▶ _Text section_:

ANM Day 1 (February 17)

Every year (when there’s no Covid!), our project coordinator from the Finnish Association of the Deaf comes for a week of meetings to review the past year and plan and budget for the coming year. Today Katarina, from FAD, arrived in Phnom Penh–minus her luggage–and within two hours was leading an opening meeting with us at the DDP office.

Photos required

For practically everything in Cambodia, an ID photo is required. That’s true of ID cards, company and NGO badges, job applications, school IDs, training certificates. Everyone wants to see your face.

Recently I had to get a new passport and I decided to pay $1.25 and go to a photo shop instead of doing it myself. The U.S. Embassy now requires that passport photos be without glasses so I needed to get some made like that. There are hundreds of little photo shops all over town since everyone needs photos so it was easy to arrange. I just walk in, sit for a photo with the appropriate background, choose the final photo size, and wait ten minutes or so. Here a tech person is checking my raw photo for any problems before printing it.

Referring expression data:
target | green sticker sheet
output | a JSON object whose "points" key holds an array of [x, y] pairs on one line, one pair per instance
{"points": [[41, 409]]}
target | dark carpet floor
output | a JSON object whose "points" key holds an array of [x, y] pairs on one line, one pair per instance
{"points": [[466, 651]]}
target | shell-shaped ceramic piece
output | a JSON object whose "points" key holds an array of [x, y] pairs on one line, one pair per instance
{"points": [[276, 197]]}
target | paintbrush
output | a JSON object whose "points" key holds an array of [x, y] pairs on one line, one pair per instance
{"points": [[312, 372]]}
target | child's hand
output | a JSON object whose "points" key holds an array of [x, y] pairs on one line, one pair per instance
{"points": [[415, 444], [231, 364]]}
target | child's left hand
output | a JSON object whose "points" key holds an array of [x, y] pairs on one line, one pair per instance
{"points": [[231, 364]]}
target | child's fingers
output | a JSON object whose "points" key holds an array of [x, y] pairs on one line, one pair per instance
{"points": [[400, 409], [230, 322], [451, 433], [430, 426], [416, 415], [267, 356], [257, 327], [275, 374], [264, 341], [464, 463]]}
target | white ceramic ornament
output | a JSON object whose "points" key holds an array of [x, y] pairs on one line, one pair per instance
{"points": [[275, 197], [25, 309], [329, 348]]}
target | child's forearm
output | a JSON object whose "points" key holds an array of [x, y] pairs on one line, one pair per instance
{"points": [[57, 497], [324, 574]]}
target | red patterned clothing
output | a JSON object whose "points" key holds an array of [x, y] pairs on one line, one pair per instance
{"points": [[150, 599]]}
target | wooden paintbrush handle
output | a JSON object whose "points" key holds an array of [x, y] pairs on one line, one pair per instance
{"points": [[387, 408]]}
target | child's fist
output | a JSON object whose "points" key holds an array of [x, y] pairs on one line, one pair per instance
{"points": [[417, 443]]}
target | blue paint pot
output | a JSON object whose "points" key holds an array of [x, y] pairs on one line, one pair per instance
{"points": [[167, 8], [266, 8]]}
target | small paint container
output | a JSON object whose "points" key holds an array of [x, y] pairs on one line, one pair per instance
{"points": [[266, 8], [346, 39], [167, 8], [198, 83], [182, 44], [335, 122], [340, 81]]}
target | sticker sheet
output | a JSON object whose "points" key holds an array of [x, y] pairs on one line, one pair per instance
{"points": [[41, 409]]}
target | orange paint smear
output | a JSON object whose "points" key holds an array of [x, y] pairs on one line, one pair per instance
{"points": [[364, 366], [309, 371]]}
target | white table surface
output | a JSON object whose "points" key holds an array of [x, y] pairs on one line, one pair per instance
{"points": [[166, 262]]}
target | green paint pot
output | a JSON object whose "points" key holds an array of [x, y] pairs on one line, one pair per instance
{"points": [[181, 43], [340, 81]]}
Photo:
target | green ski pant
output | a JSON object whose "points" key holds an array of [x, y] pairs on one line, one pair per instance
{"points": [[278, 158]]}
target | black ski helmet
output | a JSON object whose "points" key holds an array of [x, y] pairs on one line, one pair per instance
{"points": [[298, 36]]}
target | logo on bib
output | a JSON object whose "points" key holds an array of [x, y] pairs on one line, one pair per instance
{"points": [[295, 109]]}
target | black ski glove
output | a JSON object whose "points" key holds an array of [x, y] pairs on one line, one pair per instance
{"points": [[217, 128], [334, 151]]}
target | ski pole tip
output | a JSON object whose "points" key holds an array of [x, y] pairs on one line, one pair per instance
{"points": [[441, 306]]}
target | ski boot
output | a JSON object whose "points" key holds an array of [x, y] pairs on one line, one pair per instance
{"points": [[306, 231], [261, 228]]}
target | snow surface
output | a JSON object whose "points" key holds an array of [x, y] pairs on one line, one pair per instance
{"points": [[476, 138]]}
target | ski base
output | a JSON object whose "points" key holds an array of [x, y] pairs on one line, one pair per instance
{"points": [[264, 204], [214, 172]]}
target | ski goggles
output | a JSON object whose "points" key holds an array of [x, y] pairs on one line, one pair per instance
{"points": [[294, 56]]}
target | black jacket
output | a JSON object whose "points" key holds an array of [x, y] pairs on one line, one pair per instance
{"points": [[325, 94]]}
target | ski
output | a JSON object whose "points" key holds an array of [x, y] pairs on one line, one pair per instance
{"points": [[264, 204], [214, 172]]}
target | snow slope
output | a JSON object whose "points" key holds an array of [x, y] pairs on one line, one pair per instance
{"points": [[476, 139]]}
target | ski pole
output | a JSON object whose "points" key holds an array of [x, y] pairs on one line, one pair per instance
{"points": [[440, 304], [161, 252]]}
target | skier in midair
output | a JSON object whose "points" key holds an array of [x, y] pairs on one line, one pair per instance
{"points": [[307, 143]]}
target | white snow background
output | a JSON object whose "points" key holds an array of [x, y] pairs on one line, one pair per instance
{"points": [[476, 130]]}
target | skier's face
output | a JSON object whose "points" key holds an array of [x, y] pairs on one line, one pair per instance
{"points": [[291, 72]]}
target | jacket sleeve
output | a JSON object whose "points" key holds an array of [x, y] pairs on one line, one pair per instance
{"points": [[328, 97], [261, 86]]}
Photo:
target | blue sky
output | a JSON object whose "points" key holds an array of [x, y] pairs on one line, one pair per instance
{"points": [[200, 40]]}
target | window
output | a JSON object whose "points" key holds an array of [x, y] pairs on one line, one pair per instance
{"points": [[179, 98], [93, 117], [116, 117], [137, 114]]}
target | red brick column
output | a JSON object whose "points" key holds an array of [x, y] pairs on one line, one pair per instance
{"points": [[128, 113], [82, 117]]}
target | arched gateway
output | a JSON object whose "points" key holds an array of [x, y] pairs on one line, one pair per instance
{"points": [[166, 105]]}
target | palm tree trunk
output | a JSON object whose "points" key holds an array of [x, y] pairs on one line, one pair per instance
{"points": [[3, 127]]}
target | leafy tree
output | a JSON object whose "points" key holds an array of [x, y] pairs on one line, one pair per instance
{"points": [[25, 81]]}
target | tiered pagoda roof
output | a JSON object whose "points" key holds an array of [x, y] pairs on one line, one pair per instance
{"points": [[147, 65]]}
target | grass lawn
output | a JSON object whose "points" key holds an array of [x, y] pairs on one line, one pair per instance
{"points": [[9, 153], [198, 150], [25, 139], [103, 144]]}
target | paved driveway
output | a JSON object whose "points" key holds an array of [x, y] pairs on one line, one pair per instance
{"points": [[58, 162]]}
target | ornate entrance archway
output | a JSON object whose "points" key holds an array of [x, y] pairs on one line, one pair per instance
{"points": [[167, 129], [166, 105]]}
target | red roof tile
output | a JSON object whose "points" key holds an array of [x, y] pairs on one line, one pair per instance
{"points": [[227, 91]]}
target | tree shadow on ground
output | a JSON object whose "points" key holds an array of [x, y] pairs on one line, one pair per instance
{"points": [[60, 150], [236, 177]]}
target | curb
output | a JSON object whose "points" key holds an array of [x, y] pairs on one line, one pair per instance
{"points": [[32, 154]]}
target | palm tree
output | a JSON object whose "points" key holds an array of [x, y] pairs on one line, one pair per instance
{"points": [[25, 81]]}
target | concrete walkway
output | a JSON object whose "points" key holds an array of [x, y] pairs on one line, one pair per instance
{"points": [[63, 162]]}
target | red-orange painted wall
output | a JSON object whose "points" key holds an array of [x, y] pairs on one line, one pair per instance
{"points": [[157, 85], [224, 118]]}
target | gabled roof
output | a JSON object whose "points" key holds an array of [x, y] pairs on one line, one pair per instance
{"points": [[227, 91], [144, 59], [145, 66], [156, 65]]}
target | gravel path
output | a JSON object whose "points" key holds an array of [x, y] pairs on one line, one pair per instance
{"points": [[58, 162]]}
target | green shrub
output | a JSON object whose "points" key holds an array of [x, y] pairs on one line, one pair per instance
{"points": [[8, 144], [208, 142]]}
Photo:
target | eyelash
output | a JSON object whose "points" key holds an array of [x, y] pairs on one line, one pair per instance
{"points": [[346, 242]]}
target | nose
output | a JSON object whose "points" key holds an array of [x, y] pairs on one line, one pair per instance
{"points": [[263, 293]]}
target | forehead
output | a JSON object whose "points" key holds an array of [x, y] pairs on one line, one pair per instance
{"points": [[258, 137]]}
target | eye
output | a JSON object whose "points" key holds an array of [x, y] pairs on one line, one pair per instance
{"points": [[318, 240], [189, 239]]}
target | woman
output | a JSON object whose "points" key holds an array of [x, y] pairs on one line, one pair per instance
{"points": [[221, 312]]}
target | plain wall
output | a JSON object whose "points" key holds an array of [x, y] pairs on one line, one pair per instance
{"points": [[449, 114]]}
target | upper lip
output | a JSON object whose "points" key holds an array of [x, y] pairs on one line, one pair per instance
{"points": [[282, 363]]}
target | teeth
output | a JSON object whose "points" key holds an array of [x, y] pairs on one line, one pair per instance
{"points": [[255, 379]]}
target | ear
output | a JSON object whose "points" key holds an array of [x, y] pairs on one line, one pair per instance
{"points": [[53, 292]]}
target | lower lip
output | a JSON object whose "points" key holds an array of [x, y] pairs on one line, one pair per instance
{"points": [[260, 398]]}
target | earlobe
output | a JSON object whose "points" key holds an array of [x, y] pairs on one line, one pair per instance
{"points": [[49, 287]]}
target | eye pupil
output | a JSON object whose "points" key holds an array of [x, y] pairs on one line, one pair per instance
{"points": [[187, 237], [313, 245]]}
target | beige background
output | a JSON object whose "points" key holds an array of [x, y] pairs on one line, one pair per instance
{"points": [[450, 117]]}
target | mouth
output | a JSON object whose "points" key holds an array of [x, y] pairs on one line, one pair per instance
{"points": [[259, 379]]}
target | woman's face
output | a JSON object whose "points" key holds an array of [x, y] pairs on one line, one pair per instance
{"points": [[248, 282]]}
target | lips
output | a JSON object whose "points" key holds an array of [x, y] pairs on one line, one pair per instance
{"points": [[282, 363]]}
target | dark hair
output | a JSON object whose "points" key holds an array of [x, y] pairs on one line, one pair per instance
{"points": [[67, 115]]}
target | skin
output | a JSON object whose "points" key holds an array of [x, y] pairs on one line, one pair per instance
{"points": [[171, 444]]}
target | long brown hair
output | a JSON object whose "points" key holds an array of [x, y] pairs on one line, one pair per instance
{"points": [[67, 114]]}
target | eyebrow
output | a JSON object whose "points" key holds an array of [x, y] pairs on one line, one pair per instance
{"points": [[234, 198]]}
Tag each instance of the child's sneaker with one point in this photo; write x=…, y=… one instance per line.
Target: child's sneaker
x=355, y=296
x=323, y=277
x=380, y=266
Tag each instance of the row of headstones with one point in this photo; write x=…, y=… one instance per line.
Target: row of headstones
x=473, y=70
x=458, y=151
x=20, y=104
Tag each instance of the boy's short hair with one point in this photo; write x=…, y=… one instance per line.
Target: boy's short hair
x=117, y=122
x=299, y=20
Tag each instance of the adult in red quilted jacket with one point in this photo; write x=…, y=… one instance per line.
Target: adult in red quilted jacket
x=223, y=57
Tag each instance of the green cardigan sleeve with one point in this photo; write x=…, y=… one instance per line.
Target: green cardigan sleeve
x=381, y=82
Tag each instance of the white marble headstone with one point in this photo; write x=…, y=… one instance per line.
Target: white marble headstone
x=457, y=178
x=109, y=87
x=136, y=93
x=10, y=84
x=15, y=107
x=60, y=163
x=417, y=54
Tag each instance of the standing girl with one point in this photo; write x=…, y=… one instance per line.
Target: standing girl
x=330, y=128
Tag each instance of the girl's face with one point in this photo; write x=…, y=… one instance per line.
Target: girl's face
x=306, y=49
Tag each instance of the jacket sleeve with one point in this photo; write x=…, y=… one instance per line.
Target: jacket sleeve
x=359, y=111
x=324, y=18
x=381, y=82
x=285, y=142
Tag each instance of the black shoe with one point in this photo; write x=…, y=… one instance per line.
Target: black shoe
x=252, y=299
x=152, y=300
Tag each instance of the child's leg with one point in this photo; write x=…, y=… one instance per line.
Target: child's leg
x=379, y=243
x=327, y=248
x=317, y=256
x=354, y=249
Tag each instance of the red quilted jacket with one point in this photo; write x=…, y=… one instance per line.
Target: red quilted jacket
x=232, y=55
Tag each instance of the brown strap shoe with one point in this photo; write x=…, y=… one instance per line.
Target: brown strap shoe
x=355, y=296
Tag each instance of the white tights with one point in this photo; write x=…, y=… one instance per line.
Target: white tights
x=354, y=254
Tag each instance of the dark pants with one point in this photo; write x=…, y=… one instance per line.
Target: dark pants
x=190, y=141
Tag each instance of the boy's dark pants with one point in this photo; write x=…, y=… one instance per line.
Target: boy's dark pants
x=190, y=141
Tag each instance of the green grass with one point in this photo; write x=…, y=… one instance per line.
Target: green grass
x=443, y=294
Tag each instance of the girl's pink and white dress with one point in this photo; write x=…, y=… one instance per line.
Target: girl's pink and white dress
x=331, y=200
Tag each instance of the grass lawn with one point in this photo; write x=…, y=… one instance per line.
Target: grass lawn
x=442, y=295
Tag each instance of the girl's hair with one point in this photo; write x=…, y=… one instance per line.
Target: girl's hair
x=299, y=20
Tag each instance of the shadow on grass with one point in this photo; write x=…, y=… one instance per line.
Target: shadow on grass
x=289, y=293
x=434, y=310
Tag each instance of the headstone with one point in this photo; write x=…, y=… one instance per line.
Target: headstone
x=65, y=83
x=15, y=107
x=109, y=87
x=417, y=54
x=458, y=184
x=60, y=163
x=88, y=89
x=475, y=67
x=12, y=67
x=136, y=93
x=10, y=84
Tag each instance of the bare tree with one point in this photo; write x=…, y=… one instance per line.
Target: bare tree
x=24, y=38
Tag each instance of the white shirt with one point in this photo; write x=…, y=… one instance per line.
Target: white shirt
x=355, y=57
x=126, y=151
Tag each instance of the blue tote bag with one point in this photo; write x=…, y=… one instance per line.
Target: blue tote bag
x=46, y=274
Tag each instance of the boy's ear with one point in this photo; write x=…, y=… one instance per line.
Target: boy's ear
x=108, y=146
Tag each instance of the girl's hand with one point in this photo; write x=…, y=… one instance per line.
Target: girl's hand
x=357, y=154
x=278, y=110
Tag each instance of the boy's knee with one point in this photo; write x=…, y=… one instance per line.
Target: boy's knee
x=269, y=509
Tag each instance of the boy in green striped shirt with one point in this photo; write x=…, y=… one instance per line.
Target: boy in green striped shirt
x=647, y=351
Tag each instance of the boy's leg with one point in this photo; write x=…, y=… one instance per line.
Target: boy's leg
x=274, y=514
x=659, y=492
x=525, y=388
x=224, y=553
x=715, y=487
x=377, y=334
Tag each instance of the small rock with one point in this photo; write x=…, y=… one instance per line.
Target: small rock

▶ _List of tasks_:
a - Retype the stretch of the Cambodia blog post from "Every year (when" through "see your face.".
b - In the Cambodia blog post, how much did the writer pay to have passport photos taken at a photo shop?
c - Carry on the Cambodia blog post from its last sentence.
None of this work depends on the records.

▶ _Task-by-task answers_:
a -
Every year (when there’s no Covid!), our project coordinator from the Finnish Association of the Deaf comes for a week of meetings to review the past year and plan and budget for the coming year. Today Katarina, from FAD, arrived in Phnom Penh–minus her luggage–and within two hours was leading an opening meeting with us at the DDP office.

Photos required

For practically everything in Cambodia, an ID photo is required. That’s true of ID cards, company and NGO badges, job applications, school IDs, training certificates. Everyone wants to see your face.

b - $1.25

c -
Say what?

Some events really point out how two cultures think differently and express things differently. Notice the text says the bridge is 77.04% complete. In the U.S., an article would say the bridge is 70% or 8o% complete, or maybe that it’s 3/4 complete. But never would it say it is 77.o4% complete!

And how do you figure a bridge under construction is 77.04% finished? What are you measuring? The amount of time projected for completion? The tons of concrete used already? The length of roadway already laid? How much of the budget has been spent?